» **Exercise data**:

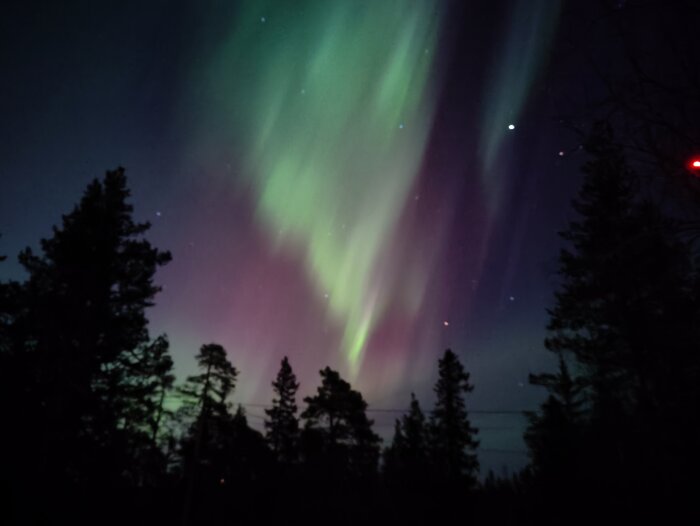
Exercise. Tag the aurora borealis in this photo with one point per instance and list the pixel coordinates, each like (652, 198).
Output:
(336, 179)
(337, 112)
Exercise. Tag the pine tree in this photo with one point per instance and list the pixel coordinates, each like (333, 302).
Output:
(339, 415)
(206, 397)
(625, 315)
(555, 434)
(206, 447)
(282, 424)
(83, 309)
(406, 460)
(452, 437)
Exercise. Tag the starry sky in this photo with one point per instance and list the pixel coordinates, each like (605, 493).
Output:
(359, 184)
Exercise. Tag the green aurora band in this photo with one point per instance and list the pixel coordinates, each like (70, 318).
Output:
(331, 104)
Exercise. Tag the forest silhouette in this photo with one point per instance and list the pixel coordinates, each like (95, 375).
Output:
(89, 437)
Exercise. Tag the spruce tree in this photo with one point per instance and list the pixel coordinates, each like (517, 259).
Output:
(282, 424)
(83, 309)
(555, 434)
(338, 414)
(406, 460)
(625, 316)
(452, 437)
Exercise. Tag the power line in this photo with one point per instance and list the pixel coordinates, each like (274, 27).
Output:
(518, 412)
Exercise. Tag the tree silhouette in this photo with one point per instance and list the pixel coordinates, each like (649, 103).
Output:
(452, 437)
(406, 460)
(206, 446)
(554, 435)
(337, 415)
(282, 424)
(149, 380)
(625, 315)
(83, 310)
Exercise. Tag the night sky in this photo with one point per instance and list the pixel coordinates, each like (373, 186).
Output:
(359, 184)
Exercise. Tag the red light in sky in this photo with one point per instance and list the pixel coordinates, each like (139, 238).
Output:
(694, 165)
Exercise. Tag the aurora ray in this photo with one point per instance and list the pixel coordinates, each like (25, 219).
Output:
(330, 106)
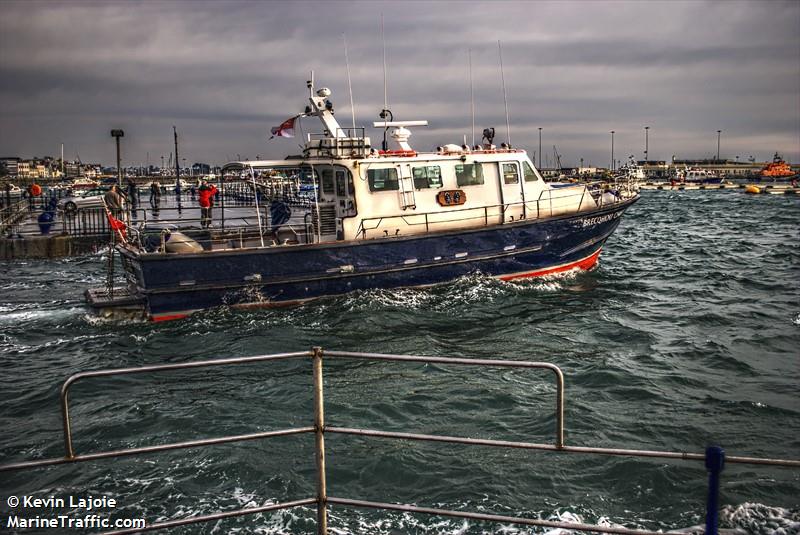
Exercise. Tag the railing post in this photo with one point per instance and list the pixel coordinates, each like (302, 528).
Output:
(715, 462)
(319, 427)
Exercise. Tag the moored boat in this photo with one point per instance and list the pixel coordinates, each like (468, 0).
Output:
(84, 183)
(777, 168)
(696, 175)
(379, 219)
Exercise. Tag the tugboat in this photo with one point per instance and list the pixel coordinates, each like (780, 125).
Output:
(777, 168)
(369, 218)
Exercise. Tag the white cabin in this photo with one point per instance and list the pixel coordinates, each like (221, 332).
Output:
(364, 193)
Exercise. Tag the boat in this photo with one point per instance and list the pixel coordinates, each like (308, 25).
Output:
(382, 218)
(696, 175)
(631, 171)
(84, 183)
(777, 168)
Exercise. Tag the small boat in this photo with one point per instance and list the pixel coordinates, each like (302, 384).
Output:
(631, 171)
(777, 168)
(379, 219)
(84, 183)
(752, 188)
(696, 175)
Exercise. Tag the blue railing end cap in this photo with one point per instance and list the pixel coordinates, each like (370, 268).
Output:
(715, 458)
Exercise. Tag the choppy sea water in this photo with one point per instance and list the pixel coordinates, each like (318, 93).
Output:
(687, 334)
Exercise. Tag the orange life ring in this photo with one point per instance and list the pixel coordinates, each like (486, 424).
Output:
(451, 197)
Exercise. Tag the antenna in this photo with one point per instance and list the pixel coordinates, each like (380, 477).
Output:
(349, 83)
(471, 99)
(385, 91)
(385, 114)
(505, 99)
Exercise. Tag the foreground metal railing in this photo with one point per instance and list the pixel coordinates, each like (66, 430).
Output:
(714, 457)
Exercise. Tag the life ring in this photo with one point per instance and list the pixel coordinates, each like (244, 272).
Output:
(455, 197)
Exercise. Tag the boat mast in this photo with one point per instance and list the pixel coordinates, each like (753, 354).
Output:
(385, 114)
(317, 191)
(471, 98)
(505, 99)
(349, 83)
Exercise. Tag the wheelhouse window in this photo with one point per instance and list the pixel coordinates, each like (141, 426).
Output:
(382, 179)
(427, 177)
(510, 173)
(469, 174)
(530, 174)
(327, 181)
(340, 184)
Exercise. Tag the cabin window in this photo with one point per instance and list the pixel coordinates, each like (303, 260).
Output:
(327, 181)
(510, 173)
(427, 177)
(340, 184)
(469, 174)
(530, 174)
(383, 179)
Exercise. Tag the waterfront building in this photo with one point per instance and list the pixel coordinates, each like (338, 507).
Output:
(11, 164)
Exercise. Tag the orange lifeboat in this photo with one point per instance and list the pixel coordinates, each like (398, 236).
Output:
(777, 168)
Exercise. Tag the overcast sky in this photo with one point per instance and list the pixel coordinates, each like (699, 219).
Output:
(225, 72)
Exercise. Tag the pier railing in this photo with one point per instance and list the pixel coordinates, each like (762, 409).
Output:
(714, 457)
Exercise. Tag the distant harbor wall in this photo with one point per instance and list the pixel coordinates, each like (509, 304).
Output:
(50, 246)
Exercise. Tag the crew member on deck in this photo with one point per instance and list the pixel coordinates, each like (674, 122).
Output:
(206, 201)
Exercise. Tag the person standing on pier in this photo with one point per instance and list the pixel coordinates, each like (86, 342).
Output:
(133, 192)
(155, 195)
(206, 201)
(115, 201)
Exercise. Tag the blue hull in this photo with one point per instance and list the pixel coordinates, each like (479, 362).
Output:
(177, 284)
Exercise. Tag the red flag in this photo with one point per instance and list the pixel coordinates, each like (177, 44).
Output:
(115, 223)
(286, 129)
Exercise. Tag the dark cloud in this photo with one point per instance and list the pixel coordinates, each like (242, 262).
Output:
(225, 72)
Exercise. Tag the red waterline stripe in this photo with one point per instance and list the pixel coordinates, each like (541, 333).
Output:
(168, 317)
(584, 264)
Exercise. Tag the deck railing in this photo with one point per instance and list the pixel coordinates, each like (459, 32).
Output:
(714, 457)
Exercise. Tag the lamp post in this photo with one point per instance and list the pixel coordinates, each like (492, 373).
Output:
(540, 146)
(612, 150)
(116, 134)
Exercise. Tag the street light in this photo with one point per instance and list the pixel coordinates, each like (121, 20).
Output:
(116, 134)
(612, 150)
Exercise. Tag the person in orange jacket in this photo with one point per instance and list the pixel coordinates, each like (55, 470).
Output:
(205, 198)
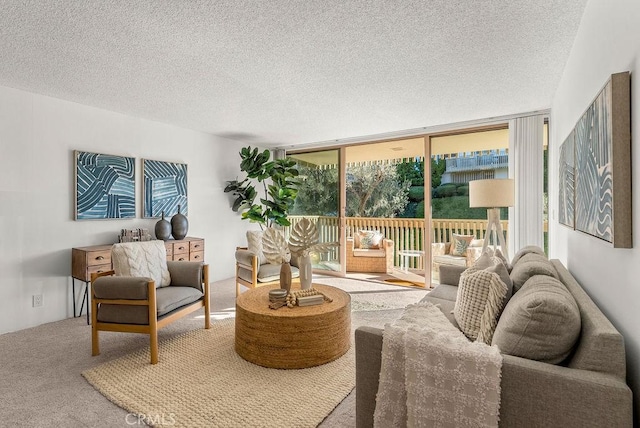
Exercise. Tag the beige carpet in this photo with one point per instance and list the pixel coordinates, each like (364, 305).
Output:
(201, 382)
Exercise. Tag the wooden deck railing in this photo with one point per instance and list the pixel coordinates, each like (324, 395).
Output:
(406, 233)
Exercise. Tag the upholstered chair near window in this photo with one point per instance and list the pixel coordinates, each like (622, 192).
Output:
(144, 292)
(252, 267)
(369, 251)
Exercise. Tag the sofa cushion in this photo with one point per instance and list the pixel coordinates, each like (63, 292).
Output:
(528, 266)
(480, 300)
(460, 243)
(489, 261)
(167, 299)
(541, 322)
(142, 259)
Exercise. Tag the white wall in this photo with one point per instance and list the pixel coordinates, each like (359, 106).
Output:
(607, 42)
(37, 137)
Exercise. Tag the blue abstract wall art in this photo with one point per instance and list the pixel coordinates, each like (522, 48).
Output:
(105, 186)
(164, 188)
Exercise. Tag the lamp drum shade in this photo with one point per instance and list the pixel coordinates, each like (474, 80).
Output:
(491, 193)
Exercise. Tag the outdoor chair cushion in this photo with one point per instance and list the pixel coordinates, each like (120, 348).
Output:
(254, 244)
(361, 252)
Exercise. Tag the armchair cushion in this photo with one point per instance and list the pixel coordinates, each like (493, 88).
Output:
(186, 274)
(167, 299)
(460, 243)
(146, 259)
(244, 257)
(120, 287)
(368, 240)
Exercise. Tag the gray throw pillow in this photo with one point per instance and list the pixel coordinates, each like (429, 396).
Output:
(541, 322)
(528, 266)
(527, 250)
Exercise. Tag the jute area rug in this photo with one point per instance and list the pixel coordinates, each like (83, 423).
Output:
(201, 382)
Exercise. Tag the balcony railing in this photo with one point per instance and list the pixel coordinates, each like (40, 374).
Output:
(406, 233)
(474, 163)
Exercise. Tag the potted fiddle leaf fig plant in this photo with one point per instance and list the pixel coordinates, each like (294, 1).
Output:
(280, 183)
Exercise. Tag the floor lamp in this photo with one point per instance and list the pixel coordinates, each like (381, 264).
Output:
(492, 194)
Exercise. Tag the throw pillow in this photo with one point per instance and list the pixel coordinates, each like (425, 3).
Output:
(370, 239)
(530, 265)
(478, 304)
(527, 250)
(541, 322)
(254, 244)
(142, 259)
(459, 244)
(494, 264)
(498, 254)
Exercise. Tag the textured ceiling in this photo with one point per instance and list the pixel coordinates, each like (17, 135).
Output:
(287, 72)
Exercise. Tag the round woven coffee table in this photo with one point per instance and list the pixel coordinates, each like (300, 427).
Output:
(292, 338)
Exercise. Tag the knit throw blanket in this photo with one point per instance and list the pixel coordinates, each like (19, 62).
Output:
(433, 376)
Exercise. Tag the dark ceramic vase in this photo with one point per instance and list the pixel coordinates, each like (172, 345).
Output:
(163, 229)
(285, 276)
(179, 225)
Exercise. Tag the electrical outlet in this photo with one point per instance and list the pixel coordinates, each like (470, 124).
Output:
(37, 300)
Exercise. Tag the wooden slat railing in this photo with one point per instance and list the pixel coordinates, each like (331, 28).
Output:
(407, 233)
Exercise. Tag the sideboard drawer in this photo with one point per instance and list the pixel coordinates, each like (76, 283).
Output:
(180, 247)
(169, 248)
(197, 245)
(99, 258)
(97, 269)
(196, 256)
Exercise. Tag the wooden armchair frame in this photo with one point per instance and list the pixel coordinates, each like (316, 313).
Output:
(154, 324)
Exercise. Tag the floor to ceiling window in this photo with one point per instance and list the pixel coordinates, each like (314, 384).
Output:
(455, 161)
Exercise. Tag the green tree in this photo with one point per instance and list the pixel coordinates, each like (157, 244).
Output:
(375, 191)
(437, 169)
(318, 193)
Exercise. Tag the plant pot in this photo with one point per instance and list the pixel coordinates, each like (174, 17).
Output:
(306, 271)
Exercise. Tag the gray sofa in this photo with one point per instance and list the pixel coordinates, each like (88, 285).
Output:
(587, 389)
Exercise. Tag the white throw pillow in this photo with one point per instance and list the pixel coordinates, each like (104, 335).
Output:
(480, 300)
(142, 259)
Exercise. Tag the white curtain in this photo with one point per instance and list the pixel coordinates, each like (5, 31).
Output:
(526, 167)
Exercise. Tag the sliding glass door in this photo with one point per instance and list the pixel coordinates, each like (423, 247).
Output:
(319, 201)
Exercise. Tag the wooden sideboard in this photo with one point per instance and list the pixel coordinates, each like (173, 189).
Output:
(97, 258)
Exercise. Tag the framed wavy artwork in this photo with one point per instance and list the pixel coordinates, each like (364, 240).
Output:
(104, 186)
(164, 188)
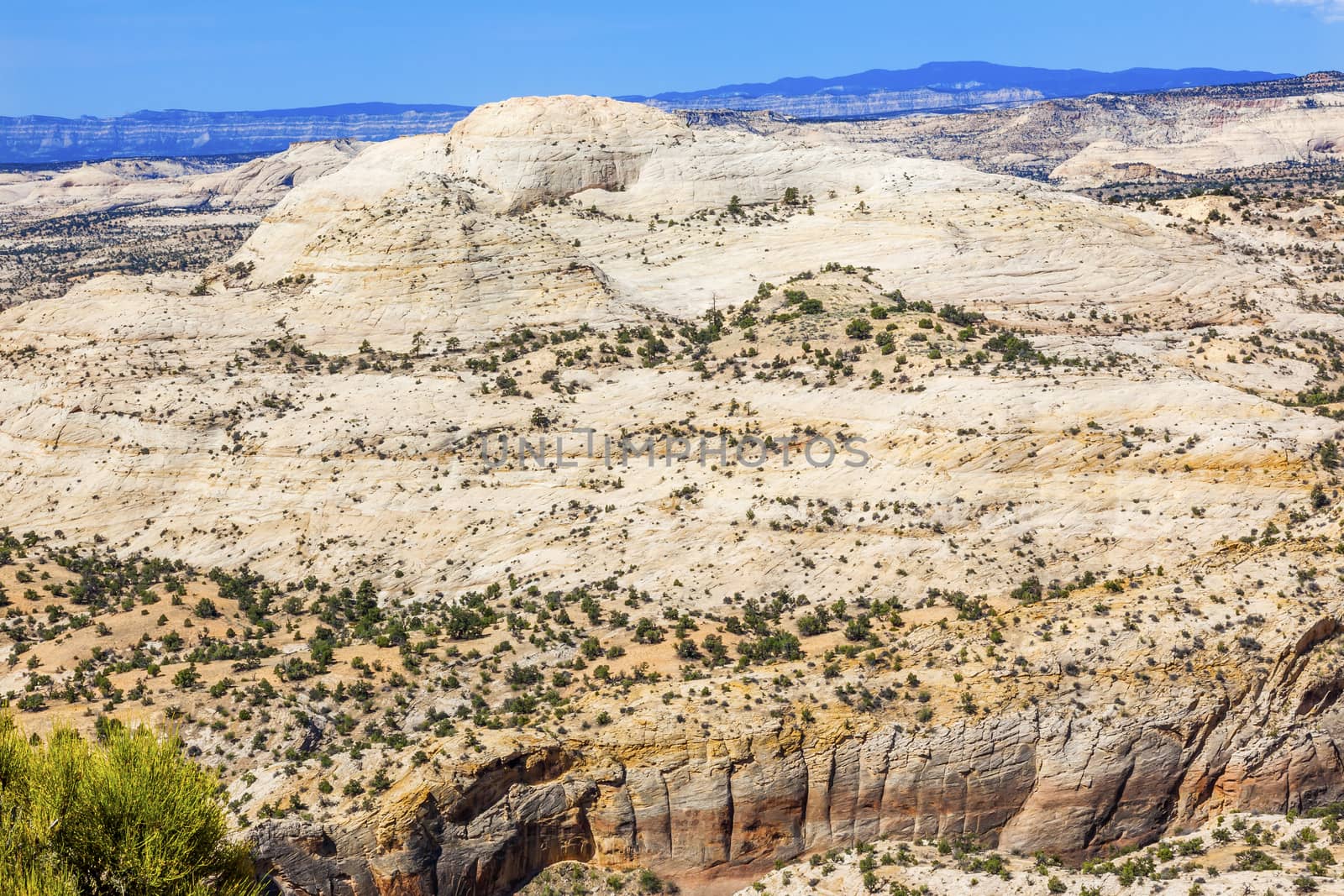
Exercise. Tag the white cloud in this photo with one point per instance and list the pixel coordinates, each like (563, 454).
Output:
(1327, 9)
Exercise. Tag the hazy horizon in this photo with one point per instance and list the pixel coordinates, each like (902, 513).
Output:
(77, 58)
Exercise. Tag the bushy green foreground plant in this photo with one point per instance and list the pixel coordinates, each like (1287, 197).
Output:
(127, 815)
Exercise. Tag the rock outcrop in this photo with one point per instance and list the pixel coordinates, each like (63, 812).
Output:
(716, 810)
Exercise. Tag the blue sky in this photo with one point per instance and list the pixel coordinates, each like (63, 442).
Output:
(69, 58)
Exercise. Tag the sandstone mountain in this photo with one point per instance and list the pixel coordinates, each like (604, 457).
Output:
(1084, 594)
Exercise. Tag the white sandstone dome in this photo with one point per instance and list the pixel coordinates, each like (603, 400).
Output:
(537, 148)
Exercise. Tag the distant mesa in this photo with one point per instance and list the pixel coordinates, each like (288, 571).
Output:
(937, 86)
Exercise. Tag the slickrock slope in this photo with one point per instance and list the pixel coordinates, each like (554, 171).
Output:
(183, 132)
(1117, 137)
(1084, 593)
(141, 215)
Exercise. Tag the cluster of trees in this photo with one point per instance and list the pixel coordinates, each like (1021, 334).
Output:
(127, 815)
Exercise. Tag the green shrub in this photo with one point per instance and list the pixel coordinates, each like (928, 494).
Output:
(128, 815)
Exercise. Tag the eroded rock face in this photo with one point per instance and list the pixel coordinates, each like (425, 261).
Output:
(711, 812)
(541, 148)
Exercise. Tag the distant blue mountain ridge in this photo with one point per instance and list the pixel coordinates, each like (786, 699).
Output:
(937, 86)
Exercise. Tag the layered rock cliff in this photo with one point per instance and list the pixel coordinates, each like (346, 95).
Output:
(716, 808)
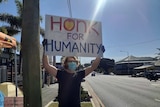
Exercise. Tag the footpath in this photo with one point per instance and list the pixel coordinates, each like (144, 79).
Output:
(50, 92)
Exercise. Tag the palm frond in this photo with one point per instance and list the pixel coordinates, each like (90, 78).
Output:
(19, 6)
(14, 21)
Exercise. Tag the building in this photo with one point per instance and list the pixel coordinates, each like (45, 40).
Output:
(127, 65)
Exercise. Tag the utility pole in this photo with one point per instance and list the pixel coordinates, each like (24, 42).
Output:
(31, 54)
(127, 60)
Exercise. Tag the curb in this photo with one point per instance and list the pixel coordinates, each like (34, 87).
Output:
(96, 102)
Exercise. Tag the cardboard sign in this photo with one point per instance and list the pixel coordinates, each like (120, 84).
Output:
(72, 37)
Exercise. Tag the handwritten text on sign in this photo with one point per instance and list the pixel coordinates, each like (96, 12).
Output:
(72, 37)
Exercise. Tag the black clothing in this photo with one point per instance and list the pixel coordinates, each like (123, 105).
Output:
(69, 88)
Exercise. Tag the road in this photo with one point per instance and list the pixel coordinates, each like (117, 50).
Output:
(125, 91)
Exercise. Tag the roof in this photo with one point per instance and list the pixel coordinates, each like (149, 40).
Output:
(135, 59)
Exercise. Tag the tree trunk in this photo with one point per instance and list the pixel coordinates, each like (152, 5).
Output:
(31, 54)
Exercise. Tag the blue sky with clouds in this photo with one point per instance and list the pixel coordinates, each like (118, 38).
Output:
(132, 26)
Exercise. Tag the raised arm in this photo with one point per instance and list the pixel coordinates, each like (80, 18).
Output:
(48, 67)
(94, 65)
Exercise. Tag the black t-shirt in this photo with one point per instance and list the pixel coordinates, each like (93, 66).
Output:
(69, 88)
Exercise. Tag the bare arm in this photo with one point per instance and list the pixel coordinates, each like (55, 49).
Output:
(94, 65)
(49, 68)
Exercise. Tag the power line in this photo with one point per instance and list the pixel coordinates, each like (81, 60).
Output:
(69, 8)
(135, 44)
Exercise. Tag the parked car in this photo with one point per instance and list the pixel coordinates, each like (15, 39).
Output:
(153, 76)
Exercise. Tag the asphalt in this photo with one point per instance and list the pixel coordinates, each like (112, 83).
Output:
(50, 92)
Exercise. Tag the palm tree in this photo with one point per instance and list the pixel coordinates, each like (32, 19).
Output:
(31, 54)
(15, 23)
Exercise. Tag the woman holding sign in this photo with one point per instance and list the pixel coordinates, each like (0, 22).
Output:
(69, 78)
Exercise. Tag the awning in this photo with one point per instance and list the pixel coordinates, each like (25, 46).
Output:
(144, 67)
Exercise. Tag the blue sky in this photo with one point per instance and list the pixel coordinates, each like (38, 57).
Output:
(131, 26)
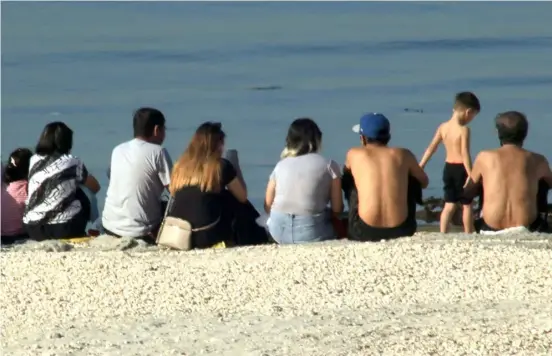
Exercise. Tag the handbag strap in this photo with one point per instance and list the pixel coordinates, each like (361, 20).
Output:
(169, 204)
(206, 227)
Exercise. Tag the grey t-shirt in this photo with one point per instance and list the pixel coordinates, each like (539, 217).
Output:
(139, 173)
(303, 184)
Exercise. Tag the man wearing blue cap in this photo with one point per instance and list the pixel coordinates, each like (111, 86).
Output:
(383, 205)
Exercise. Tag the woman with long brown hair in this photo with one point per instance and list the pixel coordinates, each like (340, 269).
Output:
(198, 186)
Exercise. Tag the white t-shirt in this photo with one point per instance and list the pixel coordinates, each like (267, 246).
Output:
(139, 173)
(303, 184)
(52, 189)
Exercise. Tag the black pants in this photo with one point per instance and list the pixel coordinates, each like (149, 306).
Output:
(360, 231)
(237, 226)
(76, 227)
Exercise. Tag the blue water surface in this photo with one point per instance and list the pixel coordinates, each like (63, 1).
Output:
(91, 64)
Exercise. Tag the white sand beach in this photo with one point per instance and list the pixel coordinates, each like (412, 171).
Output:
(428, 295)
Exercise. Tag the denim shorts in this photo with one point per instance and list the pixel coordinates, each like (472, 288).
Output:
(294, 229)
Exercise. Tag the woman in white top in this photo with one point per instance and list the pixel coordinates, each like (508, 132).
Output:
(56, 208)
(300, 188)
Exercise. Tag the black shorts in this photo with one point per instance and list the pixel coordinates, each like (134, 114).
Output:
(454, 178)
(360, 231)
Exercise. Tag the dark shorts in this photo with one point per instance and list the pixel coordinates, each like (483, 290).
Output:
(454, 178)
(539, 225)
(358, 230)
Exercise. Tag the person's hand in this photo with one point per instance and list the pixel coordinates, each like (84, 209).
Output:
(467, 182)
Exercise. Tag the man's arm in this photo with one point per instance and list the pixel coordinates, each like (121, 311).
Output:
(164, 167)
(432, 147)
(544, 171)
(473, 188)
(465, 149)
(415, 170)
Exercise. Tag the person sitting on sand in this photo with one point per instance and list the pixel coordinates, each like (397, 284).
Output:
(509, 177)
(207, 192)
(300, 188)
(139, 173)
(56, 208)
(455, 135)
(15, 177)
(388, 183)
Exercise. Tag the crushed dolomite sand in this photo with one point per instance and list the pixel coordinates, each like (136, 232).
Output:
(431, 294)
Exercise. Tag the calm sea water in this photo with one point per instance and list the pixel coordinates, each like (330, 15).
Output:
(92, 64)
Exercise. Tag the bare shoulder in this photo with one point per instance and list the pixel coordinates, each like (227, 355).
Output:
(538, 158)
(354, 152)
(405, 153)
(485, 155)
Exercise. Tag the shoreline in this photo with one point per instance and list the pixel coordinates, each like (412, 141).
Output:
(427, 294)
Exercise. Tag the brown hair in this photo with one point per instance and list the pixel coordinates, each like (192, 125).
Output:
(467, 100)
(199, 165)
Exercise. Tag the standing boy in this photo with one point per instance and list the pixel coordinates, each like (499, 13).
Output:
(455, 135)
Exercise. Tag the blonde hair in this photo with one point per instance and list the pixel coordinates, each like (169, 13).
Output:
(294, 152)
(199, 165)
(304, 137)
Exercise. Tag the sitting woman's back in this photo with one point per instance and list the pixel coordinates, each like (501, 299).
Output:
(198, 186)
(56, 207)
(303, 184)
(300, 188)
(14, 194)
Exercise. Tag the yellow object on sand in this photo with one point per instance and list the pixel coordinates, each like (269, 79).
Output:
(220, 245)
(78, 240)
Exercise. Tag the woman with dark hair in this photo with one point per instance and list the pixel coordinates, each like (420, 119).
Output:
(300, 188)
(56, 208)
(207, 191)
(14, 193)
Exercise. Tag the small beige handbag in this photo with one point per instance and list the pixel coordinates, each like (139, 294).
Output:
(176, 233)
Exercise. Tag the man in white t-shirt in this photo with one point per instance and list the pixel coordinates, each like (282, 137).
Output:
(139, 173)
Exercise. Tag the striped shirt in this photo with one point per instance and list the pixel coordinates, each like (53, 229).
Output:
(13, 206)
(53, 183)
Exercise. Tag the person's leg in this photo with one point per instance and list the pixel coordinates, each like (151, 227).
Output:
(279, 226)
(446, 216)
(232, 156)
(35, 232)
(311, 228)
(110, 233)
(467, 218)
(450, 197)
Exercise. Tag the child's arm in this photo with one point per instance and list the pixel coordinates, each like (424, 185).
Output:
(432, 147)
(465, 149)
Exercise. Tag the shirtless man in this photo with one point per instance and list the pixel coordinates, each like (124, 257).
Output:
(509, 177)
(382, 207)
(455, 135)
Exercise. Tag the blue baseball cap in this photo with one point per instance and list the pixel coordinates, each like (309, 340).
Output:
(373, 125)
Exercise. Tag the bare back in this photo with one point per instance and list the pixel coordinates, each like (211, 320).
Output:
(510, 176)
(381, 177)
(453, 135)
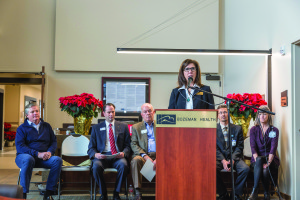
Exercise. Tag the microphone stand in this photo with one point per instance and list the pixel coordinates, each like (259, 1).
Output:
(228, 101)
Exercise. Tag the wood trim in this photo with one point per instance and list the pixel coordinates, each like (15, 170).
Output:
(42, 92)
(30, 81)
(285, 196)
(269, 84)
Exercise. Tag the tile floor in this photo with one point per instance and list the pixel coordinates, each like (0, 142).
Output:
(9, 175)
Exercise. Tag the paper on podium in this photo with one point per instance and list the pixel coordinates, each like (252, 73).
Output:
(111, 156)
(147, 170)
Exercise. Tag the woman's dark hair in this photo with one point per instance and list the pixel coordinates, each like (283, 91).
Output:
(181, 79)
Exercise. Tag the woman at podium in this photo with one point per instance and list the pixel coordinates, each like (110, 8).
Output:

» **Aim of the task**: Please give the number of lines in the data where "handbag" appears, without any other words.

» **Task result**: 2